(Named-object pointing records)
—————
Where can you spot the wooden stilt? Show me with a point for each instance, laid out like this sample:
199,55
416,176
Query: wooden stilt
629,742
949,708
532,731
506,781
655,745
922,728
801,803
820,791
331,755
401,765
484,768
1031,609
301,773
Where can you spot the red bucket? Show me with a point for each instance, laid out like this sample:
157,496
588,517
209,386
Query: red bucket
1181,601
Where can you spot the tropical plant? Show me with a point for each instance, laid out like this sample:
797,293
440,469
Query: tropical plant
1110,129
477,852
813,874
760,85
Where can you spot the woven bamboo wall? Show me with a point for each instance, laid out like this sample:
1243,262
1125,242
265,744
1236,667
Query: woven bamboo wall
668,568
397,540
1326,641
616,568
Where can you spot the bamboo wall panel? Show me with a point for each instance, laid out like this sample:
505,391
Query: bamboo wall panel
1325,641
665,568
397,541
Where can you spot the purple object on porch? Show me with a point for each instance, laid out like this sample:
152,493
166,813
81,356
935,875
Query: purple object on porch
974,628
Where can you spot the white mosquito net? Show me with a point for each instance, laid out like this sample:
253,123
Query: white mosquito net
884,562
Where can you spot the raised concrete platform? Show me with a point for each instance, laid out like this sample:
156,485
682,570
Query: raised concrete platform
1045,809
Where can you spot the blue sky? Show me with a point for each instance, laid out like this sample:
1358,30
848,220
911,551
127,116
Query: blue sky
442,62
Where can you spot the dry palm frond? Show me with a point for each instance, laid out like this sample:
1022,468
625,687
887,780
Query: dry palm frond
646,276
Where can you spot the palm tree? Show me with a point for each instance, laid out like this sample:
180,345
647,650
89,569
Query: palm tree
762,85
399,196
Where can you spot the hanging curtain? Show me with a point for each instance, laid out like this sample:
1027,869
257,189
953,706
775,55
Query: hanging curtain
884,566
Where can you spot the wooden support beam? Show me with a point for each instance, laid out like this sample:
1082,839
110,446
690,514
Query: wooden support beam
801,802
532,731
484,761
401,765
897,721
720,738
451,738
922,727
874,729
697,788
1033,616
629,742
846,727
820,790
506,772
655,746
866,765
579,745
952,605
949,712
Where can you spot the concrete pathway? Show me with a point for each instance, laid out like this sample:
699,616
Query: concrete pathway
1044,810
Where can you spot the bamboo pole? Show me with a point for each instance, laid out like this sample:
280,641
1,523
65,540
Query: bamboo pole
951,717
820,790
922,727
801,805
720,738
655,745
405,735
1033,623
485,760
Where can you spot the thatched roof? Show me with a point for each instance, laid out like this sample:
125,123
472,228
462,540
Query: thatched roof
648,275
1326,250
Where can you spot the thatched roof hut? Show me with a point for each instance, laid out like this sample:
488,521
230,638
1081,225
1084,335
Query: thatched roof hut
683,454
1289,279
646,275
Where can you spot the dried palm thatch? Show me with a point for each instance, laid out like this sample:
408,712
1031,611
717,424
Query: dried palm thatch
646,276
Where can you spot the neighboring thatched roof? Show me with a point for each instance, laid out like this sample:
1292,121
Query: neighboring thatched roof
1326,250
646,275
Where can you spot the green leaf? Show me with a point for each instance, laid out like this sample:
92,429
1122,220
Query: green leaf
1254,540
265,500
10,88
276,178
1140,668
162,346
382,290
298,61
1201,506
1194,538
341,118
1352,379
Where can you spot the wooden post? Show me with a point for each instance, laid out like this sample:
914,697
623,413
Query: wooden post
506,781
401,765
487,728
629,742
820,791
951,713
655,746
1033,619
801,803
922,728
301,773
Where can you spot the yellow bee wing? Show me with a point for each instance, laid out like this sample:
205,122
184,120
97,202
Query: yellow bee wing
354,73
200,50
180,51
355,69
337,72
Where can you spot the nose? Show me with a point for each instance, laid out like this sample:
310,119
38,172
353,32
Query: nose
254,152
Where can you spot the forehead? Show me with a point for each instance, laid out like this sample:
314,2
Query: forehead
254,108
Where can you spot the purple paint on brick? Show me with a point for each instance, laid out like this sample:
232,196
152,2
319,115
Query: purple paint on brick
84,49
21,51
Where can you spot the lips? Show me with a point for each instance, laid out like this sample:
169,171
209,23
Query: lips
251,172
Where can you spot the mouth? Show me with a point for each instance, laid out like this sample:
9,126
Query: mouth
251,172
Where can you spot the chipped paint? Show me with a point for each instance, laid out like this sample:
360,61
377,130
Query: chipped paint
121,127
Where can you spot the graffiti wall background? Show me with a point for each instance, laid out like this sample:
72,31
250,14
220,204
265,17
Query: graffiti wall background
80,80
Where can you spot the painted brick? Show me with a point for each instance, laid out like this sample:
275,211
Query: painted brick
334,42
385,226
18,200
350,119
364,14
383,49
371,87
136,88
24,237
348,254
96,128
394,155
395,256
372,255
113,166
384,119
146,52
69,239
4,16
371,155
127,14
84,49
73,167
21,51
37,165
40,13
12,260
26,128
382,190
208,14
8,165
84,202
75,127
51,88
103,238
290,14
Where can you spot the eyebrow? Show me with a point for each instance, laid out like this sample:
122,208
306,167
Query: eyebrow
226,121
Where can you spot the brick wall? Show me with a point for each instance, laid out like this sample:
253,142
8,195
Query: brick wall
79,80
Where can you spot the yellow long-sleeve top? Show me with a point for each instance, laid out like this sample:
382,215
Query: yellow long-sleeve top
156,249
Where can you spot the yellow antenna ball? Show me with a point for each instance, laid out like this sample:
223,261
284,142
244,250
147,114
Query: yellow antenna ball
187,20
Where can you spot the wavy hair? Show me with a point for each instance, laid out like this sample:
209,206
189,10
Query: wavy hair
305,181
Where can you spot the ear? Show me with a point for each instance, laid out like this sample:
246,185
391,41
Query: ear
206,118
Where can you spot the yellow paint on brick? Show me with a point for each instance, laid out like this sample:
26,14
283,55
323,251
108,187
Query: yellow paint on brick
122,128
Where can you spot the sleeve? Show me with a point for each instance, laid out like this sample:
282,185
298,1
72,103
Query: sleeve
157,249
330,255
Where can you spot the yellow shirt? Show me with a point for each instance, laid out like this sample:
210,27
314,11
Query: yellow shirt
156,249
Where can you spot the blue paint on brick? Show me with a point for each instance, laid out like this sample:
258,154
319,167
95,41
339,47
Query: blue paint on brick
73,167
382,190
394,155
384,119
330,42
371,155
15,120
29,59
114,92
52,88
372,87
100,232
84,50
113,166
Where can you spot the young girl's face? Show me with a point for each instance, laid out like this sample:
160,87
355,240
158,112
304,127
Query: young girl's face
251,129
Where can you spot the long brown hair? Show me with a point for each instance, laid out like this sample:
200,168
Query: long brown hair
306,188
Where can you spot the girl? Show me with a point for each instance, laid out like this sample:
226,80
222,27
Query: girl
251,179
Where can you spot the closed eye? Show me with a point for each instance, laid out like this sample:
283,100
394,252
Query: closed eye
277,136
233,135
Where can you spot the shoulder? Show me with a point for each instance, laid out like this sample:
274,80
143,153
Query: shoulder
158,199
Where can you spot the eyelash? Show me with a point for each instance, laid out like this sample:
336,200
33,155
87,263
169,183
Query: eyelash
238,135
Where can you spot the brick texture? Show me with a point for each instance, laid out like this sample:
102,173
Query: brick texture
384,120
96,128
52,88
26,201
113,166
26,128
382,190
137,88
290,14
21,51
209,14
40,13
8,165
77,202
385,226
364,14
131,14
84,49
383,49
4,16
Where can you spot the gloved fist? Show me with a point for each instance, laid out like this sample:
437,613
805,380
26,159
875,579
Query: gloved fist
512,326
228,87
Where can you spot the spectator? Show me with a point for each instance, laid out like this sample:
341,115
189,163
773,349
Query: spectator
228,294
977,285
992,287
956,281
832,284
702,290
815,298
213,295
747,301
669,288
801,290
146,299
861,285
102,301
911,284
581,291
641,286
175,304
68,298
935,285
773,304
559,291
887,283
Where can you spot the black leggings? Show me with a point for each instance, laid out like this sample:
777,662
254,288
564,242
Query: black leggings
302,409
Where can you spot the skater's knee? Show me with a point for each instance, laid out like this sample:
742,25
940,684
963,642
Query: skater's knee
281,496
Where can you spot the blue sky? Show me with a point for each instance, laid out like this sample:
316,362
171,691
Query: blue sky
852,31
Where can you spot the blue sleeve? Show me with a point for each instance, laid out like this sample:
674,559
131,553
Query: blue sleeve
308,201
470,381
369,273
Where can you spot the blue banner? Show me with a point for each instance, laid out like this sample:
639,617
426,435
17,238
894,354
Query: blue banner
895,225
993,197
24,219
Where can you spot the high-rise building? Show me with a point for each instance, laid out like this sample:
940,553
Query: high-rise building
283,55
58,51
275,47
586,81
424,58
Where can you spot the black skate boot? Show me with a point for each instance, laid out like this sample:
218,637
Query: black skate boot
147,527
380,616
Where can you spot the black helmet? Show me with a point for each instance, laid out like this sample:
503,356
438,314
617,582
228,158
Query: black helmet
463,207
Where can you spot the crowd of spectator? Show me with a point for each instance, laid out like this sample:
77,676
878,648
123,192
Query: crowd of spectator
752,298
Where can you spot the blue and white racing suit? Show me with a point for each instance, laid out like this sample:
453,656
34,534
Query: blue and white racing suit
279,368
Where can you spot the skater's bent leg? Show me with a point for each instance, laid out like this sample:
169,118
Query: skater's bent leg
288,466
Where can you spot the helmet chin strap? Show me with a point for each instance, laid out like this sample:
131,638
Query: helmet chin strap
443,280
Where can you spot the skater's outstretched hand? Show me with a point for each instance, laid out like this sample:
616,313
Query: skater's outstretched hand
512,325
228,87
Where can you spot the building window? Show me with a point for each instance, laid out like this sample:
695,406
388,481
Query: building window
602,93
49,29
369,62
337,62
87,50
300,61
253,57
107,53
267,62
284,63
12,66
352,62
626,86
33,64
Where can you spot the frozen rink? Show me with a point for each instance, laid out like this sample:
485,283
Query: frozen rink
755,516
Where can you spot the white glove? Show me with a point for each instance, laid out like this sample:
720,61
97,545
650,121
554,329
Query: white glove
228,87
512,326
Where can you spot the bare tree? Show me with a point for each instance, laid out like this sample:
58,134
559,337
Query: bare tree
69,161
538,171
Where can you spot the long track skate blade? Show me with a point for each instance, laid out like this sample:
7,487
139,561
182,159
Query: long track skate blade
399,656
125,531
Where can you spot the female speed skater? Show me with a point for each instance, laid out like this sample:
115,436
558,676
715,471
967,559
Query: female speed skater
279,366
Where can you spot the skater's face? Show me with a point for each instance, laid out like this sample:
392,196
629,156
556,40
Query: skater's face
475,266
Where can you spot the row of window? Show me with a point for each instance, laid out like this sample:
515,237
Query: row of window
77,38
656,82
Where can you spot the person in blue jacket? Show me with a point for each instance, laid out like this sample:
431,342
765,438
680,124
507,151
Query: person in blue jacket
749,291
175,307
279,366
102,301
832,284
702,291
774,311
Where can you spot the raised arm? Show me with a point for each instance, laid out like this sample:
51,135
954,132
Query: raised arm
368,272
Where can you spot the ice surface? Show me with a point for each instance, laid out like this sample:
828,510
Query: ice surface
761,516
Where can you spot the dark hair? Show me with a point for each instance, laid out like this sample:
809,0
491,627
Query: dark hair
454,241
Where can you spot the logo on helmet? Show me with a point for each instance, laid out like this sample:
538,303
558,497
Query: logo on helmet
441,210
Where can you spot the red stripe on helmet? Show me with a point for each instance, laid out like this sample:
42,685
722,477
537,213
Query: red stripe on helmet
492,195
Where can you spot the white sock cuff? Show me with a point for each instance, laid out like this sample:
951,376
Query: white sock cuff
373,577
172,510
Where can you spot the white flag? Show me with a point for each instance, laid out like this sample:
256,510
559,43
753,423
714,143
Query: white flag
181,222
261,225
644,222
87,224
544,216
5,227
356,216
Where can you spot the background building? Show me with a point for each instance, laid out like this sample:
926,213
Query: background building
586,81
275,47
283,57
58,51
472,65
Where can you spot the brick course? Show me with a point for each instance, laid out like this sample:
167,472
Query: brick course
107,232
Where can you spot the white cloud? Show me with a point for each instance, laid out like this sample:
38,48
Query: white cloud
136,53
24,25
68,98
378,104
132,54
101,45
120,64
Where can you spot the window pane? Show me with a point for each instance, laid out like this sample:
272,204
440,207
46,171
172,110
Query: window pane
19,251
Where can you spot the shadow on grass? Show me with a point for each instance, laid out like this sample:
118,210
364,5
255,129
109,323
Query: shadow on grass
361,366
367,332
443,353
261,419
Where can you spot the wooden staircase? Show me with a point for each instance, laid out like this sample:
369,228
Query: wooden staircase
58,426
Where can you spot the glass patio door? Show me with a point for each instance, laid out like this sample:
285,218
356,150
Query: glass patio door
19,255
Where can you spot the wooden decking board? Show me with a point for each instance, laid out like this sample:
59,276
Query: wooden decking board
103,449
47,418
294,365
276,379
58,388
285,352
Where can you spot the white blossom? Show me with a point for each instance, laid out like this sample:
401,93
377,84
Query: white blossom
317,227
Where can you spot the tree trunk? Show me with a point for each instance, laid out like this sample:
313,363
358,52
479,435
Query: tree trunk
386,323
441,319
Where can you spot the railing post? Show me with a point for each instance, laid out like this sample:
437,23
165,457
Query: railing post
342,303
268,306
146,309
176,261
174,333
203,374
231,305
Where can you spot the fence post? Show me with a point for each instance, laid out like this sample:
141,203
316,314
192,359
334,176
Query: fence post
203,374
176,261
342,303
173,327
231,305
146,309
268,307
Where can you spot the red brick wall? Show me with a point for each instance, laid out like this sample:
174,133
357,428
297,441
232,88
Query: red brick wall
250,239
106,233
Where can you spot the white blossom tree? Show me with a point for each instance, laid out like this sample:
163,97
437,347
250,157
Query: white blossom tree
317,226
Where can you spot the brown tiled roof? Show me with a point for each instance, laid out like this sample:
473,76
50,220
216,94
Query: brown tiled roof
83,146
—————
▶ **The request**
Repeat precisely the lines of the data starting at the one containing "Where can you spot the railing", last line included.

▶ **Problem solution**
Where can you spot the railing post? Show me with a point for each instance, laid out like this sample:
437,23
165,457
Query: railing post
342,303
268,306
146,309
176,261
174,333
203,374
231,305
Where can you spot the fence post? Show me with a point for each instance, laid out like this sample:
141,203
316,314
192,359
334,176
Query: fence post
203,374
176,261
342,303
173,327
231,305
146,309
268,307
Where can you spot the red brick wall? Show me with a point for each instance, laid out like this sample:
174,133
357,428
297,441
232,88
Query: red brick wall
250,239
106,233
Where can you spot the white blossom tree? Show me with a point for each instance, laid out like this sample:
163,97
437,347
250,157
Query: white blossom tree
317,226
Where can you spot the brown tiled roof? Show me with a point for each instance, laid out like this sample:
473,76
50,220
216,94
Query: brown tiled roof
83,146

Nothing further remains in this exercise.